• **Ordem de serviço**:
Reproduza literalmente, do trecho sobre a compra de João na livraria, a parte situada entre "Bom, João pede" e "chamara sua atenção.", inclusive.

++++ Trecho fornecido

João fez essa compra no dia 9 de junho de 2005, na Livraria Cultura do Conjunto Nacional. Passou pelo caixa às 21h21, quando a loja já deveria estar perto de fechar. Era uma quinta-feira de inverno. O que João estaria fazendo na rua a essa hora? Não sei por que, mas acho que estava sozinho.
Talvez ele tivesse passado na livraria depois de uma sessão de cinema nas salas do Conjunto. Digamos que ele tivesse assistido a um filme não muito longo, iniciado às 19h. Depois do filme, ele entrou na livraria e tomou um café, antes de passear pelas prateleiras. Deve ter dado atenção especial à de livros importados, pois três de suas aquisições foram edições estrangeiras.
Era ainda o primeiro governo Lula, o dólar valia R$ 2,48. Vejam que a edição do X-Treme Latin custou quase o mesmo que a edição nacional do Gaveta de tradutor. De qualquer forma, foi uma bela compra: R$ 201,34. Esse valor, corrigido pelo IGP-M, equivaleria hoje a R$ 645,20.
Pensando melhor, João talvez tenha tomado café depois de comprar os livros. Ele pega a sacola amarela, acomoda-se em uma das mesinhas do Viena, o café que tem (já tinha em 2005?) dentro da livraria, retira os volumes e começa a folheá-los. Pode ser que ele não tenha tomado café, pois atrapalharia o sono. Mas se ele era revisor e tradutor, e se precisasse trabalhar à noite, um café seria uma boa pedida.
Bom, João pede um café ou um chá ou uma taça de vinho, pede um brioche ou um sanduíche ou uma sopa. Enquanto aguarda o pedido, ele folheia seus livros. A refeição chega, ele recolhe os livros e guarda automaticamente o cupom fiscal entre as páginas 466 e 467 do Famous women, justamente no início da biografia da rainha Joana de Nápoles, que chamara sua atenção.

++++++++
++++ Material fornecido

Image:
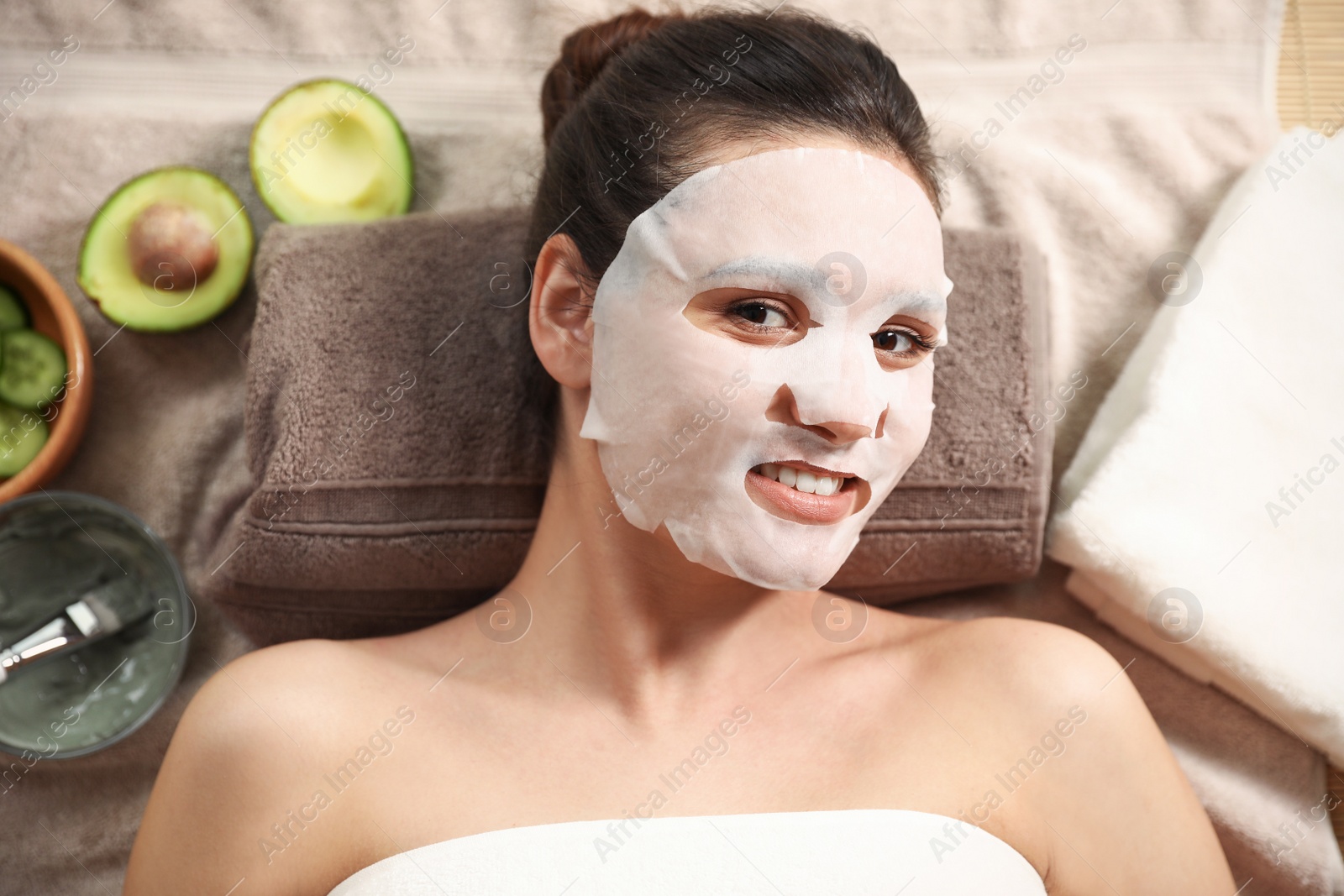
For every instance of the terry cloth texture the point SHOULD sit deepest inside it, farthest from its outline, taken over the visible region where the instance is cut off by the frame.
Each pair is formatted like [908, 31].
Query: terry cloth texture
[396, 450]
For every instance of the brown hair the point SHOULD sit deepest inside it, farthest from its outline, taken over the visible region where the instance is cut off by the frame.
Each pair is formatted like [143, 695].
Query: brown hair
[635, 103]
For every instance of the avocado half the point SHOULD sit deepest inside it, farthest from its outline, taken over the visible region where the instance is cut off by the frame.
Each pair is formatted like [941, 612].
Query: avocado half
[168, 250]
[326, 150]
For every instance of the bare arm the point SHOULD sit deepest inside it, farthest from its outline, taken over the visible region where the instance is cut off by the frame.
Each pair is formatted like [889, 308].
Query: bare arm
[233, 792]
[1117, 810]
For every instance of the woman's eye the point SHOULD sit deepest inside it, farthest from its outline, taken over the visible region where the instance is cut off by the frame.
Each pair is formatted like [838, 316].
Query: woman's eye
[900, 342]
[761, 315]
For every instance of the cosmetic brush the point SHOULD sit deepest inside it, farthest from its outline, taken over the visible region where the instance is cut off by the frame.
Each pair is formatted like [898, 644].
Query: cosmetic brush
[98, 613]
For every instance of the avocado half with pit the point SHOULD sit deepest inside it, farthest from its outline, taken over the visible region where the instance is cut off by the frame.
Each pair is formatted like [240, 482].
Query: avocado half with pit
[326, 150]
[168, 250]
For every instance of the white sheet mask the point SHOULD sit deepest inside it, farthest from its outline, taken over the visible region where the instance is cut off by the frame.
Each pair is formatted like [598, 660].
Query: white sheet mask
[682, 414]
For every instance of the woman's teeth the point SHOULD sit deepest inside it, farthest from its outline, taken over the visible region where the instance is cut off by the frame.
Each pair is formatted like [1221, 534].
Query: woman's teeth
[801, 479]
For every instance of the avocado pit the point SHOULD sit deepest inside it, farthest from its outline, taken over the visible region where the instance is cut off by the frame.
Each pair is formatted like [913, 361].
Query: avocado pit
[171, 248]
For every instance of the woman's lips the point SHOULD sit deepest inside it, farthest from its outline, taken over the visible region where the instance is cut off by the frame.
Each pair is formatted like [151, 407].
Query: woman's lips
[790, 503]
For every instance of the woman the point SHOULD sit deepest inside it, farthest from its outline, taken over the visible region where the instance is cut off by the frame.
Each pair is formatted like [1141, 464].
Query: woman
[659, 703]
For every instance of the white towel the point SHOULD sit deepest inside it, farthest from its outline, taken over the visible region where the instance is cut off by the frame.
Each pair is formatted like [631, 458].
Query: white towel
[1215, 465]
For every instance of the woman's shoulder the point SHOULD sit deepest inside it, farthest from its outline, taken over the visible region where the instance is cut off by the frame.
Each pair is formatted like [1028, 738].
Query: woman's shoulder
[249, 785]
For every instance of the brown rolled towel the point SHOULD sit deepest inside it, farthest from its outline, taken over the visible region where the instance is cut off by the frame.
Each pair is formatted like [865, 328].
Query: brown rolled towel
[396, 453]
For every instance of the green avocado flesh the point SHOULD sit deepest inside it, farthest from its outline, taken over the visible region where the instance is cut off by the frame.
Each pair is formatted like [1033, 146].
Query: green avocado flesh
[22, 436]
[327, 152]
[141, 291]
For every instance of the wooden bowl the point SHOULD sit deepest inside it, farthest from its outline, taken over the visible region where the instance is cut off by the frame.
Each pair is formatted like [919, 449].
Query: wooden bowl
[53, 316]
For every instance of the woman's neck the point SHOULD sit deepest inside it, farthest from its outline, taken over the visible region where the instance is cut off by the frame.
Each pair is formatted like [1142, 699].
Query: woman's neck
[622, 613]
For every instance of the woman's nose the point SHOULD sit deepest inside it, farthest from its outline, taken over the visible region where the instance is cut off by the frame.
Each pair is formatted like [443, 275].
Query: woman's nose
[828, 411]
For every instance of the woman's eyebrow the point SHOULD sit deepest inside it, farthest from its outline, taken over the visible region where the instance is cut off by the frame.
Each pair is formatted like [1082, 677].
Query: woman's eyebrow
[779, 269]
[811, 278]
[920, 301]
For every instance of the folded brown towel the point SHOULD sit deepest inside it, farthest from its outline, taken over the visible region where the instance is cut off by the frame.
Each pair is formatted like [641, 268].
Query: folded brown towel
[396, 446]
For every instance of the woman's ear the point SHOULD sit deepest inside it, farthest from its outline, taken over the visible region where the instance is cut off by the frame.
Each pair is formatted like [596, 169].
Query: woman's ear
[559, 315]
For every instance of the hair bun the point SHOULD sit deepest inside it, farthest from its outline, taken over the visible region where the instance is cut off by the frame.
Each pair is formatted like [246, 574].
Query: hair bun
[585, 53]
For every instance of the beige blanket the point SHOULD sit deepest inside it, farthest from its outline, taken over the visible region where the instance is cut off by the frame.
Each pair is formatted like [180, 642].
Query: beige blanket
[1117, 161]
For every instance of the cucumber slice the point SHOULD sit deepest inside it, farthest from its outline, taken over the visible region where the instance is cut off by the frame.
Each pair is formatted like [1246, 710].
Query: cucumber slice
[33, 369]
[13, 311]
[22, 436]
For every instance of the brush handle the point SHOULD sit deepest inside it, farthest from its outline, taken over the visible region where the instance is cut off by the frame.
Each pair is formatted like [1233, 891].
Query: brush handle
[74, 625]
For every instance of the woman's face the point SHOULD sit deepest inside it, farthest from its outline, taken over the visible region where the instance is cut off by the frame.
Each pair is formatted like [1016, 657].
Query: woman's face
[763, 369]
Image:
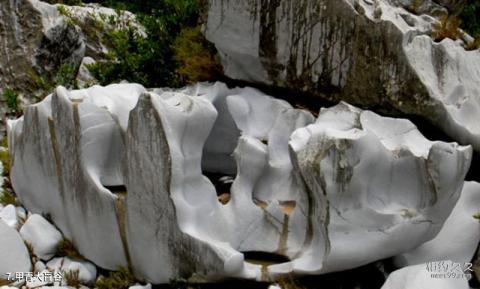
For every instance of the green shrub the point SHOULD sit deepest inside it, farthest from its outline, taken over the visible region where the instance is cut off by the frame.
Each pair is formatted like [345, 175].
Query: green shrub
[195, 56]
[474, 45]
[65, 248]
[10, 97]
[121, 279]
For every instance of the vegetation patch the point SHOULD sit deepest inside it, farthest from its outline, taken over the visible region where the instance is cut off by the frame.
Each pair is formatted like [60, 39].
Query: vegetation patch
[195, 56]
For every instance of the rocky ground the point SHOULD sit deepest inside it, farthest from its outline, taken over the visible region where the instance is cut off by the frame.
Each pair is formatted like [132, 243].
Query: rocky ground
[270, 180]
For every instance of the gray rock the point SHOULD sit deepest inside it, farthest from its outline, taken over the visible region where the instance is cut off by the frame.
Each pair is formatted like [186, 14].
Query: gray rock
[338, 50]
[42, 235]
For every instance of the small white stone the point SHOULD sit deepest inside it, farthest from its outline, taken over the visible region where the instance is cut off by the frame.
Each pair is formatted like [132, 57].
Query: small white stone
[87, 271]
[39, 266]
[43, 236]
[13, 252]
[9, 216]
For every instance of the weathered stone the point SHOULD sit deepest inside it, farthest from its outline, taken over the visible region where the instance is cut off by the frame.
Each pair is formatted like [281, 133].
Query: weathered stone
[460, 235]
[42, 236]
[383, 187]
[374, 54]
[13, 252]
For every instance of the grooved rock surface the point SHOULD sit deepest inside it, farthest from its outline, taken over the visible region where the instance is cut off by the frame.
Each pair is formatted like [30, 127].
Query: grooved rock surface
[376, 54]
[460, 235]
[122, 172]
[13, 252]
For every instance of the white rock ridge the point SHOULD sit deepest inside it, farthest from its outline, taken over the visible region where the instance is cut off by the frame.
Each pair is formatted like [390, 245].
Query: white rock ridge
[42, 235]
[371, 53]
[122, 171]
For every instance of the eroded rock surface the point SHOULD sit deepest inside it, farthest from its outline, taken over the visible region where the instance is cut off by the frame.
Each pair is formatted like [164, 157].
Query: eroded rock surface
[121, 172]
[376, 54]
[38, 38]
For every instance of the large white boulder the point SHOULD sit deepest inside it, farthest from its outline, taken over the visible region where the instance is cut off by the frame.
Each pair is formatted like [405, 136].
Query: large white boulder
[87, 272]
[42, 235]
[385, 188]
[13, 252]
[377, 53]
[459, 237]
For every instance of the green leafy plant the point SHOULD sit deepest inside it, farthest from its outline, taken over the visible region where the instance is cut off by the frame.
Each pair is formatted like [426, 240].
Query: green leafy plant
[121, 279]
[447, 27]
[72, 278]
[65, 248]
[10, 97]
[195, 56]
[66, 75]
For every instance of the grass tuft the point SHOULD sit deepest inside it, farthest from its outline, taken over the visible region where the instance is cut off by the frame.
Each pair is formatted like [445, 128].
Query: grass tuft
[121, 279]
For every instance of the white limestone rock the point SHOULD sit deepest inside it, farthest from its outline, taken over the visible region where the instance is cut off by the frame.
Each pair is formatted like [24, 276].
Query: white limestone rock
[120, 169]
[369, 53]
[459, 237]
[148, 286]
[66, 151]
[418, 277]
[9, 216]
[42, 235]
[385, 188]
[13, 252]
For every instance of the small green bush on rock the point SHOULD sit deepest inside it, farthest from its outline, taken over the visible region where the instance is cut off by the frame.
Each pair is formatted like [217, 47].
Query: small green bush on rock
[121, 279]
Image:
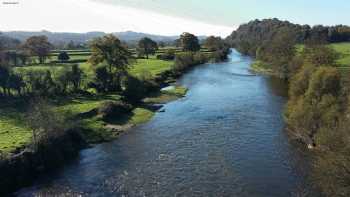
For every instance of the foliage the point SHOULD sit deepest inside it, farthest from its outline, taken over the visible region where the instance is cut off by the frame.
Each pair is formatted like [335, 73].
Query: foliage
[38, 46]
[109, 50]
[44, 122]
[134, 89]
[249, 37]
[189, 42]
[147, 47]
[214, 43]
[168, 55]
[186, 60]
[314, 102]
[114, 109]
[320, 55]
[63, 56]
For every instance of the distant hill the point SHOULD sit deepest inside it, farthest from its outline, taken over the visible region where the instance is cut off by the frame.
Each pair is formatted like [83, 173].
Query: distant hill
[54, 37]
[65, 37]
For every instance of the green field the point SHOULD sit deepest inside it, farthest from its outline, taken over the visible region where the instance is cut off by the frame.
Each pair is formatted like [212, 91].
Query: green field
[14, 134]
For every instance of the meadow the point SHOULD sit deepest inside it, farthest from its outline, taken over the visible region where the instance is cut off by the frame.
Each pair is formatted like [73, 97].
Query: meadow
[15, 134]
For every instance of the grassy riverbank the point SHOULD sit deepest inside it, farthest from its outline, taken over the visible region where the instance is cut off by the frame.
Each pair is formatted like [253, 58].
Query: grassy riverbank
[15, 134]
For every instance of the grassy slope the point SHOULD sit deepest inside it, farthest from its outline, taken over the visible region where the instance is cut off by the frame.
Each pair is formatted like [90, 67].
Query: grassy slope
[13, 134]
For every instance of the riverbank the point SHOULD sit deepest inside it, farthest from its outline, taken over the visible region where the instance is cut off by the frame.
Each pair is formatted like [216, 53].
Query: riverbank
[200, 146]
[260, 67]
[91, 127]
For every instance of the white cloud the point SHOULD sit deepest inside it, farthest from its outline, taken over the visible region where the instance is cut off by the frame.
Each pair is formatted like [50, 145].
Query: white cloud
[86, 15]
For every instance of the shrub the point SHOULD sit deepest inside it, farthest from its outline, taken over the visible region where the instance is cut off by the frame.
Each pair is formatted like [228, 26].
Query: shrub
[63, 56]
[112, 109]
[134, 89]
[168, 55]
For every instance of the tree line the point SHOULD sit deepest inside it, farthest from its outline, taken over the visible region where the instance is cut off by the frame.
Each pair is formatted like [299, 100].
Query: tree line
[318, 107]
[110, 59]
[254, 36]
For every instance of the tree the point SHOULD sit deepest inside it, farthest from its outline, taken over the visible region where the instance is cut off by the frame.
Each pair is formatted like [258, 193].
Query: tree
[320, 55]
[214, 43]
[279, 52]
[38, 46]
[75, 76]
[44, 122]
[147, 47]
[102, 79]
[109, 50]
[135, 89]
[314, 102]
[16, 82]
[63, 56]
[189, 42]
[4, 75]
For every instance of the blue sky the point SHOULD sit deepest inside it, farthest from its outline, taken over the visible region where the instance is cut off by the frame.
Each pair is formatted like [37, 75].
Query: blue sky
[165, 17]
[233, 12]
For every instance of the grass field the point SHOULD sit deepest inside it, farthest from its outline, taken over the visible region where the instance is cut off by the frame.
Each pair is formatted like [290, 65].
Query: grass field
[14, 134]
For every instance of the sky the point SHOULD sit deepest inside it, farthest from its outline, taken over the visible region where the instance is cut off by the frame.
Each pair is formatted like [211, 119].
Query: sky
[164, 17]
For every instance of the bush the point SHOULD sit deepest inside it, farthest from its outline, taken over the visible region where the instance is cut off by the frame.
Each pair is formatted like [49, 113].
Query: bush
[63, 56]
[134, 89]
[168, 55]
[112, 109]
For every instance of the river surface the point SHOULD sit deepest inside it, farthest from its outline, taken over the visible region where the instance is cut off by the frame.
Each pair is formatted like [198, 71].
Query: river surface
[225, 138]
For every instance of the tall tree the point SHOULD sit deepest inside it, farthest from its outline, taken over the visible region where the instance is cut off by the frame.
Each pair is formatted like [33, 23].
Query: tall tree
[147, 47]
[38, 46]
[63, 56]
[214, 43]
[189, 42]
[109, 50]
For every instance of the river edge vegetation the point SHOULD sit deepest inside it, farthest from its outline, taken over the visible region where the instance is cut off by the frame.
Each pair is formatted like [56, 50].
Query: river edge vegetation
[315, 61]
[85, 96]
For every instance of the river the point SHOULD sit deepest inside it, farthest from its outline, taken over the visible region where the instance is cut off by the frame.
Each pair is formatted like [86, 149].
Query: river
[225, 138]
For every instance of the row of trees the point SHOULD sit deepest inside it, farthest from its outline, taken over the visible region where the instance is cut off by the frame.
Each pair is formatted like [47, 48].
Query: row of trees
[318, 113]
[18, 53]
[111, 60]
[318, 107]
[250, 37]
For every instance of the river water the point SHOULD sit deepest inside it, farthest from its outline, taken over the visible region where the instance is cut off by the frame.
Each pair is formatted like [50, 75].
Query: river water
[225, 138]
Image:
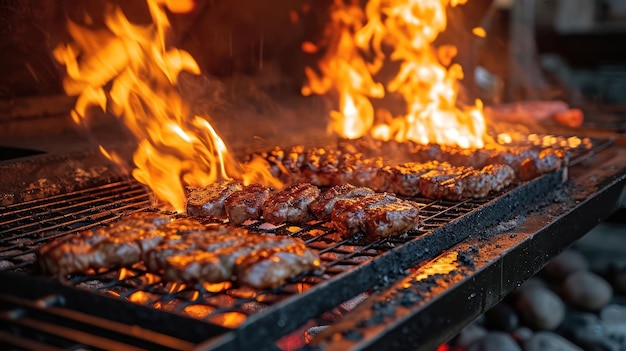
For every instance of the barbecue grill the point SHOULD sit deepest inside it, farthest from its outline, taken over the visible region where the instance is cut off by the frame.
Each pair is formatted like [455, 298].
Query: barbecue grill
[419, 288]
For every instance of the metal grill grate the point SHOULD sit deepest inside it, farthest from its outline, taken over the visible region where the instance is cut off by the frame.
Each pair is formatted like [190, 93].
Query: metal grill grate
[351, 266]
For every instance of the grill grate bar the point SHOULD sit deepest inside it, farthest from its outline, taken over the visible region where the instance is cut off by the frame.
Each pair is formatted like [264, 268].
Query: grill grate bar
[49, 207]
[14, 341]
[44, 316]
[141, 200]
[65, 196]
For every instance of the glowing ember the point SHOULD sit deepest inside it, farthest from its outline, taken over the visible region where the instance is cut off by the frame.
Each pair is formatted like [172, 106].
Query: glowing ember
[426, 79]
[129, 71]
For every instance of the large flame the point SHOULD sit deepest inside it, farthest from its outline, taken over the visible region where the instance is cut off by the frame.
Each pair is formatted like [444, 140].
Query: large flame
[130, 71]
[356, 44]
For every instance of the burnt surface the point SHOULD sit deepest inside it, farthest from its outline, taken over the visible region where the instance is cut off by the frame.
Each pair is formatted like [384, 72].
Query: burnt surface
[243, 317]
[450, 291]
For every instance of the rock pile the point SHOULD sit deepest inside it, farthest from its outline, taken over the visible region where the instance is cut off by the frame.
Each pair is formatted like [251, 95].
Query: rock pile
[566, 307]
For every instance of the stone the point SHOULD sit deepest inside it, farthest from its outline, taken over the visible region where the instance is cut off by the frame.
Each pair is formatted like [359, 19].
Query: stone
[501, 317]
[613, 321]
[532, 283]
[540, 308]
[619, 280]
[522, 334]
[586, 290]
[568, 262]
[613, 314]
[542, 341]
[586, 330]
[495, 341]
[468, 335]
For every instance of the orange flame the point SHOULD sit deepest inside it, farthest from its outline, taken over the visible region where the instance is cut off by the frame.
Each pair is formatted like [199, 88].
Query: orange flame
[426, 80]
[131, 72]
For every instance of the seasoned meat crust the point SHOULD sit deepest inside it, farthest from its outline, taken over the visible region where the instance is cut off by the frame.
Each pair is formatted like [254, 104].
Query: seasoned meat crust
[376, 215]
[404, 179]
[442, 184]
[182, 250]
[271, 266]
[119, 244]
[323, 205]
[478, 184]
[246, 203]
[209, 201]
[291, 204]
[455, 183]
[207, 238]
[390, 219]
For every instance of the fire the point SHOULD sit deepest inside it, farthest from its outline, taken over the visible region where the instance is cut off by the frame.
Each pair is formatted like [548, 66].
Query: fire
[131, 72]
[356, 44]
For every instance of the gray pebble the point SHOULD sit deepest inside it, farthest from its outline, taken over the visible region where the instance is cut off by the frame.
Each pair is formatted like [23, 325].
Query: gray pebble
[522, 333]
[586, 290]
[540, 308]
[587, 331]
[568, 262]
[613, 314]
[495, 341]
[501, 317]
[533, 283]
[619, 279]
[543, 341]
[468, 335]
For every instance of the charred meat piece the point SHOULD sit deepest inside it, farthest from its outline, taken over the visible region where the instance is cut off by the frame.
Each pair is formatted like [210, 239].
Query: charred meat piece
[209, 201]
[478, 184]
[349, 215]
[545, 161]
[116, 245]
[365, 171]
[212, 237]
[323, 205]
[70, 254]
[291, 204]
[221, 264]
[321, 167]
[246, 203]
[443, 184]
[404, 179]
[271, 267]
[214, 263]
[390, 219]
[530, 163]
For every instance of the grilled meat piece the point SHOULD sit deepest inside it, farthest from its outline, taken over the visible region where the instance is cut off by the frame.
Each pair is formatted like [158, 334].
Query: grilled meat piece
[209, 201]
[246, 203]
[208, 238]
[404, 179]
[530, 163]
[323, 205]
[349, 215]
[365, 171]
[443, 184]
[291, 204]
[119, 244]
[390, 219]
[322, 167]
[270, 267]
[545, 161]
[457, 182]
[218, 264]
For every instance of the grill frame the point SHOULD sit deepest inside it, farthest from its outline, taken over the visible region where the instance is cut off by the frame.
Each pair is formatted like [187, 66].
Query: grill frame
[390, 264]
[503, 262]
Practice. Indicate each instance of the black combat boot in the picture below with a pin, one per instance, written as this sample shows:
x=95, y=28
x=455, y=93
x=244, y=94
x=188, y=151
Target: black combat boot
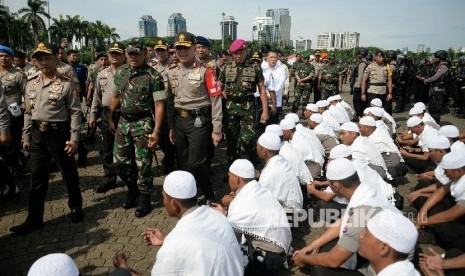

++++++++

• **Solução da tarefa**:
Bom, João pede um café ou um chá ou uma taça de vinho, pede um brioche ou um sanduíche ou uma sopa. Enquanto aguarda o pedido, ele folheia seus livros. A refeição chega, ele recolhe os livros e guarda automaticamente o cupom fiscal entre as páginas 466 e 467 do Famous women, justamente no início da biografia da rainha Joana de Nápoles, que chamara sua atenção.